# Exercise:
Copy the data exactly as it appears, and do not include any pictures.

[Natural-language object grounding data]
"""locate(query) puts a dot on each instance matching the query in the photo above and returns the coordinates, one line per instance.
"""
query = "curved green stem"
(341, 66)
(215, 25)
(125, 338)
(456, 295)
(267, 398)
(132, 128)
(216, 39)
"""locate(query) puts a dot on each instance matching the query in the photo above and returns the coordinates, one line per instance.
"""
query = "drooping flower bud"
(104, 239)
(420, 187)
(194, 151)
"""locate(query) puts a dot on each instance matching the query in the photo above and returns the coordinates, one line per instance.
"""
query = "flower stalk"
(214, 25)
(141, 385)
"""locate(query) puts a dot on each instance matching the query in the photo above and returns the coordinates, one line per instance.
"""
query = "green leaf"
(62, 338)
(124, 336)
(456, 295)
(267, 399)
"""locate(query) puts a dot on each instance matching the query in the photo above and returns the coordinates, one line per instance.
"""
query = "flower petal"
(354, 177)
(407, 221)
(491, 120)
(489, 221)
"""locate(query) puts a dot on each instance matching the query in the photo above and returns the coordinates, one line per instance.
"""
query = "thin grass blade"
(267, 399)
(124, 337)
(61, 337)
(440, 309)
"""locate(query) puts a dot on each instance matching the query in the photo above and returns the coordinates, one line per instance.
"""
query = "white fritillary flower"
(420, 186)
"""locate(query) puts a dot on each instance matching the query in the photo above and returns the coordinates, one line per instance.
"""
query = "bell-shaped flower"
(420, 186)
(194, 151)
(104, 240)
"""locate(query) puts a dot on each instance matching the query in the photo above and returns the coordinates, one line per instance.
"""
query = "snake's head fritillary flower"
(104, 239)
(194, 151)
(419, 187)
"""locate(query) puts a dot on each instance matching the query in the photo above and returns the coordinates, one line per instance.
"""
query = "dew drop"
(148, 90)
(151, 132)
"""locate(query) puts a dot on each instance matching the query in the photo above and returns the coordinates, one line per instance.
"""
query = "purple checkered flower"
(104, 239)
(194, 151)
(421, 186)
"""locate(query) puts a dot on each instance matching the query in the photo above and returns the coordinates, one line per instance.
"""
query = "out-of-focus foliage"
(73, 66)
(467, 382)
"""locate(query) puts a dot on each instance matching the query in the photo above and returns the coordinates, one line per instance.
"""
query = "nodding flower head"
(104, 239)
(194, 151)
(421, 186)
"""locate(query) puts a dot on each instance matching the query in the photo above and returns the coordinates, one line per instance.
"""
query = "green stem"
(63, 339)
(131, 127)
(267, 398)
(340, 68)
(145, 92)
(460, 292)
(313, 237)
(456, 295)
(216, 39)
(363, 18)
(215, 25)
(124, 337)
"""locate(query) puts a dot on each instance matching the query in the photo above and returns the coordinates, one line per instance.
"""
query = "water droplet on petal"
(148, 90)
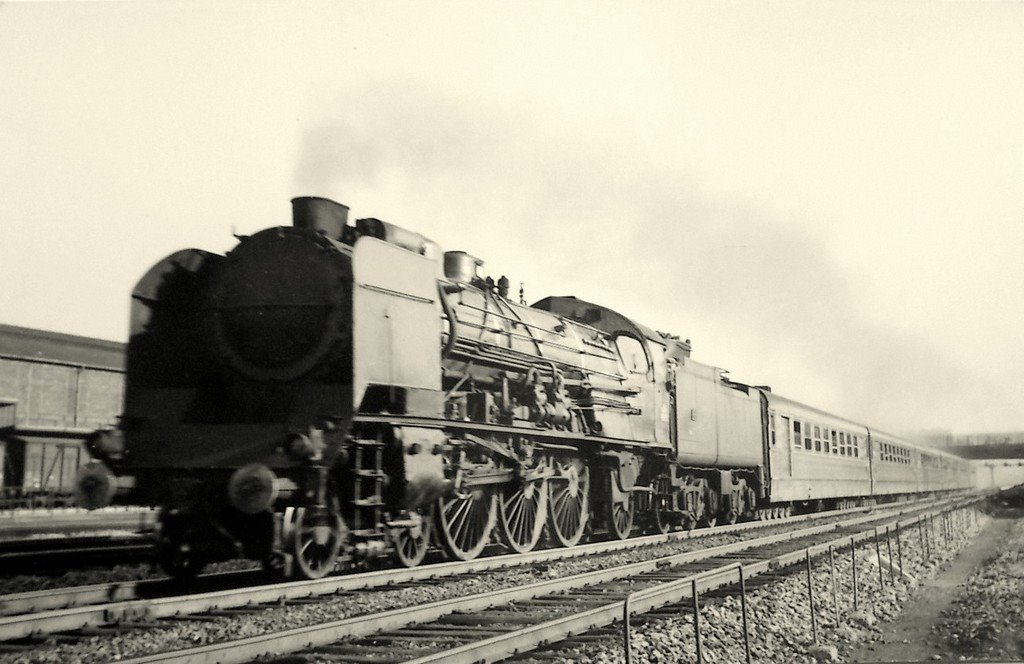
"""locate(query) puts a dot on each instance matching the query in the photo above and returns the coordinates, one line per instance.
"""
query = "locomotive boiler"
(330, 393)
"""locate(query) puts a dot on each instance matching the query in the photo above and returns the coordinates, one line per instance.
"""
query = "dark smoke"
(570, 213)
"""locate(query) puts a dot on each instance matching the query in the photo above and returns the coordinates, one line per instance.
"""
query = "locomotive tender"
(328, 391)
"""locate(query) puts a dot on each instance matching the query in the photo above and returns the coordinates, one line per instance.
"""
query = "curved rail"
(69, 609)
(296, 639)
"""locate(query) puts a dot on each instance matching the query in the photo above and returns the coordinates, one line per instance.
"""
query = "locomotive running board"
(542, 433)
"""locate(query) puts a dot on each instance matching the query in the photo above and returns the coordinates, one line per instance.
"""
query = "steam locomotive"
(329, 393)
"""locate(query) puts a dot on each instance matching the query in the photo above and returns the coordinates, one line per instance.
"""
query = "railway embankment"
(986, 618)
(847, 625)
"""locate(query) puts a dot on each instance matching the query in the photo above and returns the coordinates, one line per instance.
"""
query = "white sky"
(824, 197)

# Worked solution:
"""locate(query) puts a dot on each instance matching the query in the photo above and returns the coordinates, one line per instance.
"""
query = "curved green stem"
(341, 66)
(215, 25)
(125, 338)
(456, 295)
(267, 398)
(132, 128)
(216, 39)
"""locate(query) puts a dot on each instance matching the query in the photo above and returns the coordinates, one line per instance.
"""
query = "drooping flower bud"
(104, 239)
(420, 187)
(194, 151)
"""locate(query) puts a dot on each instance matching the query in the photo above and returns the coordinates, one line per instance.
"""
query = "flower stalk"
(214, 25)
(141, 385)
"""locate(query) puts a dot on each instance matching the query in the photo above and returns the coordinates, one line per instance.
"""
query = "green leaf"
(62, 338)
(124, 336)
(456, 295)
(267, 399)
"""locate(query) puts a dot on each instance matching the query in the photo above and returns the coordinates, one line per instance.
"""
query = "flower petal"
(354, 177)
(407, 221)
(491, 120)
(489, 221)
"""locate(query) puts a dot on each instance matching the query in the photo above and returns the coordinates, one line per instance.
"""
query = "thin grass blade"
(267, 399)
(124, 337)
(61, 337)
(440, 309)
"""locate(query) puts a dot on each instance matching the query in the photo above and returns the coordinates, one line per instance.
"""
query = "white fritillary flower"
(420, 186)
"""locate(query) puts a dot on each instance matching the query in the photo above and returns the coordinates, one line per instance.
"""
query = "bell-shaped flower"
(420, 186)
(194, 151)
(104, 240)
"""locate(query) puts a dot on each instance matching the query in the photo above and returns the coordinates, one line per instance.
"""
query = "snake's head fritillary flower"
(104, 239)
(194, 151)
(419, 187)
"""locate(query) puts a dot on each instance matching the query in the photo above and returns the coordinates, one line per instance.
"""
query = "dew drop"
(148, 90)
(151, 132)
"""locate(query) puts a dot on each instance matching the query in the photo above and returns the coordinates, one line per instance.
"""
query = "purple checkered flower"
(104, 239)
(194, 151)
(421, 186)
"""locate(query) puts a dot on each instance matching the query in the photo above and returns the coordinates, one line per instance.
"""
query = "out-of-focus foliage"
(73, 66)
(467, 382)
"""locate(query) puts a dot on each instance matching the query in the photo above and returns the coordinates, one line per instance.
"""
query = "nodding flower head"
(104, 239)
(194, 151)
(421, 186)
"""locate(query) puts a dot on each instance matching the query in the photo above and returns the coordinates, one line per instance.
"""
query = "green stem"
(63, 339)
(131, 127)
(267, 398)
(340, 68)
(145, 92)
(460, 292)
(313, 237)
(456, 295)
(216, 39)
(363, 18)
(215, 25)
(124, 337)
"""locate(query) puts a dot on each instance matching the query in the photo above and returns the coordinates, one line per instance.
"""
query = "water droplet on petal"
(148, 90)
"""locate(query) puts a dot on each instance matching the query in the photo above and returns the coordinates, one line per instance.
"""
query = "locomotive boiler"
(330, 393)
"""locate(query) puts a dot on each instance matching the query in the photo above and returns the coordinates, one line per instance.
"""
query = "dark smoke"
(570, 213)
"""locate(query) puts a dot on each instance matching the query in the photo above and returns the coordinates, one line per instance.
"""
query = "locomotive tender"
(328, 391)
"""locate(query) puts a dot on each instance matching the query in the photo above and returns the coordinates, one line per instance.
"""
query = "curved rail"
(69, 609)
(296, 639)
"""locate(query) puts a dot on each instance matching the query in the photo above and returns the coordinates, one line per instance.
"""
query = "locomotive running board"
(542, 433)
"""locate(query) puts a dot on each instance matching the query in the photo above and returns the coordinates, one line per instance.
"""
query = "steam locomotive"
(329, 393)
"""locate(query) puts a dot on each instance matching the query in the photo above and returns the coordinates, one line per instance.
"""
query = "railway embankment"
(986, 618)
(847, 625)
"""locate(query) puts a dot on each instance matching the query in the photo above and returns the coordinates, one line per instance.
"""
query = "white sky"
(824, 197)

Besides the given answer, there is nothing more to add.